• [La consigna] Pasa al inglés la siguiente oración del texto sobre el polígono: "Llevo aquí ya varios años en los que he ido saltando de una nave a otra, al albur de mis jefecillos y de los presupuestos."

• [Página]
Bueno en un "polígano", para entendernos. Llevo aquí ya varios años en los que he ido saltando de una nave a otra, al albur de mis jefecillos y de los presupuestos. Finalmente, parece que estamos bien instalados y que esta residencia será para una temporada larga (si no me echan antes, claro, o no se les vuelve a ocurrir que nos mudemos).
Desde mi ventanal en el segundo piso -sí, sí, ahora tengo un ventanal enorme- veo la sierra cuando no hay nubes, la acera de enfrente con sus empresas -el de las cocinas, el taller abandonado, el de materiales de construcción...- y los que entran y salen, o salen y no vuelven a entrar. En este caso la cosa suele ir precedida por unos gritos estentóreos que se oyen en casi toda la calle y que vienen de la nave de las cocinas. Los de las demás empresas salimos a ver qué pasa, hasta que mi vecino por la derecha ataja con un: "El Juan, que la ha vuelto a cagar".

• [Datos disponibles]
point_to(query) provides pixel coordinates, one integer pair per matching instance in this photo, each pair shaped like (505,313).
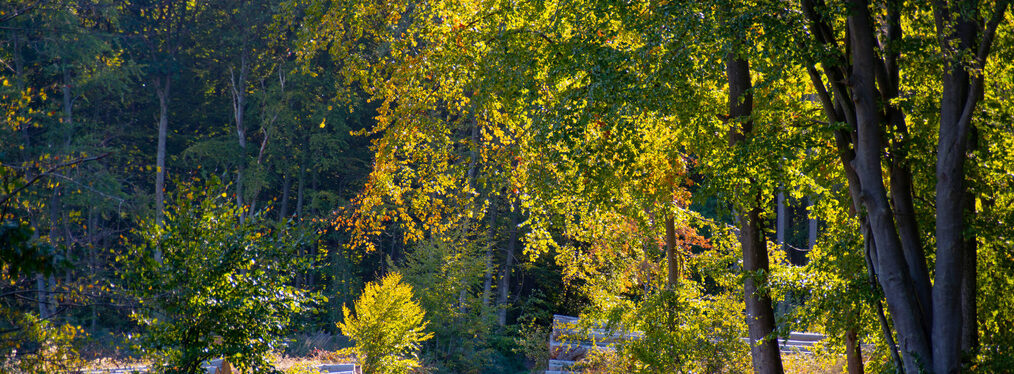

• [Solución del ejercicio] I've been here for several years now, during which I've kept hopping from one warehouse to another, at the mercy of my petty bosses and the budgets.